**Work request**:
Please print everything from "To solve these" down to "community radio programs." in the text on mPower's farm advice approach, word for word.

**Text under study**:

>>>>>

To solve these three specific issue, mPower has developed in integrated ICT approach which includes a big amount of mobile and web apps, multimedia content for mobile phones, and even community radio programs.

To solve the very first issue, the lack of extension agents, mPower has developed a community based, infomediary driven approach.

In each of the farmer group, the community selects an ‘ICT Leader’, a member of their community who owns a smartphone. These ICT leaders are trained by the project and they are provided with a mobile application named ‘Farmer Query System’.

When farmers in the community face a particular agriculture challenge, through this app the ICT Leaders send the details of this problem to a call center where expert agriculturists respond to the query through a phone call, becoming a virtual extension agent. Currently the infomediary are not paid by the project and not given any phones. The social incentive of using this system to solve other farmer’s problem actually motivates them to do this work.

Though, we are also trying out various revenue models so to give as well a financial incentive to the infomediary. Moreover, female farmers are also more prone to get reliable and certified agricultural information as the person who is sending the query on her behalf is community member himself.

Agriculture Knowledge Bank, an online repository of agricultural content which can also be accessed through mobile app, has been developed in collaboration with various government research institutes and extension department of Bangladesh in order to solve the challenge of updating the extension agent with most recent knowledge.

<<<<<

**Recorded information**:

>>>>>

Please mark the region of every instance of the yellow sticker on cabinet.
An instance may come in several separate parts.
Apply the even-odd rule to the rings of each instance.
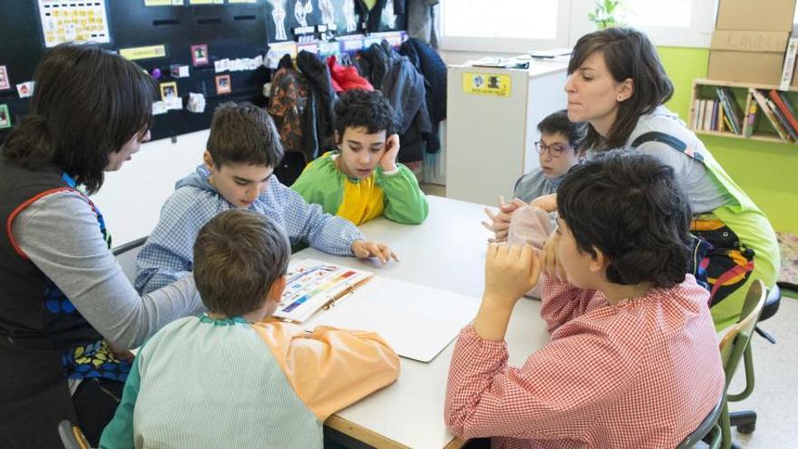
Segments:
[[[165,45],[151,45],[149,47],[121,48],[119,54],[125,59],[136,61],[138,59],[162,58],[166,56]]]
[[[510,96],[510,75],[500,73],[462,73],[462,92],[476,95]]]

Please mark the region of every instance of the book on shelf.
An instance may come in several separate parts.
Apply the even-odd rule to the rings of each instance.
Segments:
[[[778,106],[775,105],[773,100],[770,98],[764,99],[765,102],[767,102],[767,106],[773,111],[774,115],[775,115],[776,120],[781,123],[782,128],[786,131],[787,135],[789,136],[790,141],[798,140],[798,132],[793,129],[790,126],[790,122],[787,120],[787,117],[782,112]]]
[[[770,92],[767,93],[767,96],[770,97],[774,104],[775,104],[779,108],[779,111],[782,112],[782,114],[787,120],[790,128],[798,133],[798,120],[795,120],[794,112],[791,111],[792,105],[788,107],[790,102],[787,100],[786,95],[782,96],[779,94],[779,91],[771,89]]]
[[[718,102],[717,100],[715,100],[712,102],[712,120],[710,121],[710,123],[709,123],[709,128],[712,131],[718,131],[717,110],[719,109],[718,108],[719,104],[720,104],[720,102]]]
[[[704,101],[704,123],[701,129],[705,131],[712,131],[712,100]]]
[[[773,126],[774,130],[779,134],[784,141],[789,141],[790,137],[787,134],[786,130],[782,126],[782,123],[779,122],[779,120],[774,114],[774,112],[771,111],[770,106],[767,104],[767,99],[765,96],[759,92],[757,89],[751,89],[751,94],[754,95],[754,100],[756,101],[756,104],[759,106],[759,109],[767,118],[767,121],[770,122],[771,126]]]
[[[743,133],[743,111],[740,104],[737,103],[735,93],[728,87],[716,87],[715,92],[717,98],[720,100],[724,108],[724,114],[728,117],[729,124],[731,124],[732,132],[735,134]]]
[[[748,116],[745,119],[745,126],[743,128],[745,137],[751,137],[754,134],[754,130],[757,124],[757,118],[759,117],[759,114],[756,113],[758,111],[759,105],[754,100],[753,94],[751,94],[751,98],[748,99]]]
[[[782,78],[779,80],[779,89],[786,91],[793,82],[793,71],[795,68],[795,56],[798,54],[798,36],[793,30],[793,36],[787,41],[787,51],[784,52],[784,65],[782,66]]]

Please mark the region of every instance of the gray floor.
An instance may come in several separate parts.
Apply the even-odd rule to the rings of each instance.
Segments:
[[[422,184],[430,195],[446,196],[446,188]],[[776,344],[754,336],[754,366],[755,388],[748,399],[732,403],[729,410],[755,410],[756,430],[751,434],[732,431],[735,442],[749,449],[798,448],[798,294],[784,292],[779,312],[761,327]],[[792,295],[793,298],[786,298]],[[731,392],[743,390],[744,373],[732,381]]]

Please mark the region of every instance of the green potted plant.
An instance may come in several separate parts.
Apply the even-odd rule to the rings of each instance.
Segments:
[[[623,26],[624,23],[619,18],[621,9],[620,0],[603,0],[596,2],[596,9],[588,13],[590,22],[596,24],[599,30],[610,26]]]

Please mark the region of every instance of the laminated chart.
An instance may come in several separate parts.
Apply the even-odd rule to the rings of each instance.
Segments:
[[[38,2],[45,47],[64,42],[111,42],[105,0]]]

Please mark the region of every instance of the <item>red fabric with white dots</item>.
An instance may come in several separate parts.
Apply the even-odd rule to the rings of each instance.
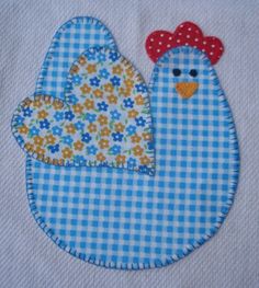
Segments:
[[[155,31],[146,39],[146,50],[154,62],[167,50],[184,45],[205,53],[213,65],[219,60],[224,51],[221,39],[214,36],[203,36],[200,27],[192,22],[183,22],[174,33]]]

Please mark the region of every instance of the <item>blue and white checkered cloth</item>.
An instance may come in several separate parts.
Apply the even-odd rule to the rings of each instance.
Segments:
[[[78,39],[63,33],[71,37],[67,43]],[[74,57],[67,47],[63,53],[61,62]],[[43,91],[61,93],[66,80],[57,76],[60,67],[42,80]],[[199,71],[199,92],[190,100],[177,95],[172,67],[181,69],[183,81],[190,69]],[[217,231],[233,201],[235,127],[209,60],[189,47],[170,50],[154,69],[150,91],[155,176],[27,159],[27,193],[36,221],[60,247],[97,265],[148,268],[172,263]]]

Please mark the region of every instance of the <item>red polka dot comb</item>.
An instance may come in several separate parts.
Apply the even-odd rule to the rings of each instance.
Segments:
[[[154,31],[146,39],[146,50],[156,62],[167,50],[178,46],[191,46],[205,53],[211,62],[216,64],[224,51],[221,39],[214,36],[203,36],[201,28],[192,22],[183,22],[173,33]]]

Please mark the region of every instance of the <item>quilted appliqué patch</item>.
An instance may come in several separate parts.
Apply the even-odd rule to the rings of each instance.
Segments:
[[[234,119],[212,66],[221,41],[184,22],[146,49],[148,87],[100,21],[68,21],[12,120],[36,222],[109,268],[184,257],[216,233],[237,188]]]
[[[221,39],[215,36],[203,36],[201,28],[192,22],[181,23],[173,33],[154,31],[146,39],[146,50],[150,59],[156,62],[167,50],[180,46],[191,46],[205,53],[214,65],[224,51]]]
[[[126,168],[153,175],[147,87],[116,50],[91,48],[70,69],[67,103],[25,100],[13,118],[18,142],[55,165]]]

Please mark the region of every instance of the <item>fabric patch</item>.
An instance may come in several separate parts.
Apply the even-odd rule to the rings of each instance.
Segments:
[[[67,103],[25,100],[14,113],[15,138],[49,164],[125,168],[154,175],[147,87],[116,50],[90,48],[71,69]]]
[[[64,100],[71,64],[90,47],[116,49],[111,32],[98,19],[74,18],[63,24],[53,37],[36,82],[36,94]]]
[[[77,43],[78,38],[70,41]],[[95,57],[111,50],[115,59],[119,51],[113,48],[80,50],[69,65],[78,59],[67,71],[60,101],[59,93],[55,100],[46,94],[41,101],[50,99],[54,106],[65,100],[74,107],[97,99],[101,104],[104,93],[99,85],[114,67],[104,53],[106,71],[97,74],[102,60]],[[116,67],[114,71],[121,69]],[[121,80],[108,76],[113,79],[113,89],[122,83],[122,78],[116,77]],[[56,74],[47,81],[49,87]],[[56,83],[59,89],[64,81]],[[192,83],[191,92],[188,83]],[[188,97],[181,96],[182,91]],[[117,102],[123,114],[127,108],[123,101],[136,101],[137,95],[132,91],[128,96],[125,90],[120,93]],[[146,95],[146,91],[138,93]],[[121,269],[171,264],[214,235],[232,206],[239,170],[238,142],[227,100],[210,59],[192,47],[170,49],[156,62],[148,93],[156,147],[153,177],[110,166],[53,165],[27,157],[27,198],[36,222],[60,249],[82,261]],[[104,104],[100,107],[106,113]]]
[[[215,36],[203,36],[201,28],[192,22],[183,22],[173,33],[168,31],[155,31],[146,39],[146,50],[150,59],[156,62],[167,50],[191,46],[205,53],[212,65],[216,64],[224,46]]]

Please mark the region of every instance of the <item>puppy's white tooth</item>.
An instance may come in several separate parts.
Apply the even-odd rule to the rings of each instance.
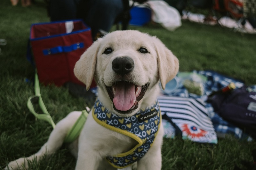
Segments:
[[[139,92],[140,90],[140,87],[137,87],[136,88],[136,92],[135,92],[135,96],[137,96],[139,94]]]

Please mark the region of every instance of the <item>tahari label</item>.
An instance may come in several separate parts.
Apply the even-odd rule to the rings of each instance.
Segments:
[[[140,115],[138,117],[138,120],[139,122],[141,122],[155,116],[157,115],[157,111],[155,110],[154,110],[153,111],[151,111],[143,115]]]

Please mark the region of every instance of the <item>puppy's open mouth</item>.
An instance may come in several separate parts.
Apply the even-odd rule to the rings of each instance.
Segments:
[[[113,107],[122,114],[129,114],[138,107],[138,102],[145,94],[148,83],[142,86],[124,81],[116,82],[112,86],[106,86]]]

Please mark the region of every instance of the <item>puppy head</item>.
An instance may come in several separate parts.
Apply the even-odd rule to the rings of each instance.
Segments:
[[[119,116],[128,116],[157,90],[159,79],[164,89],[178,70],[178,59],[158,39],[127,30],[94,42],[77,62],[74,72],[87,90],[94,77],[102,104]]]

<<<<<

**Task response**:
To solve these three specific issue, mPower has developed in integrated ICT approach which includes a big amount of mobile and web apps, multimedia content for mobile phones, and even community radio programs.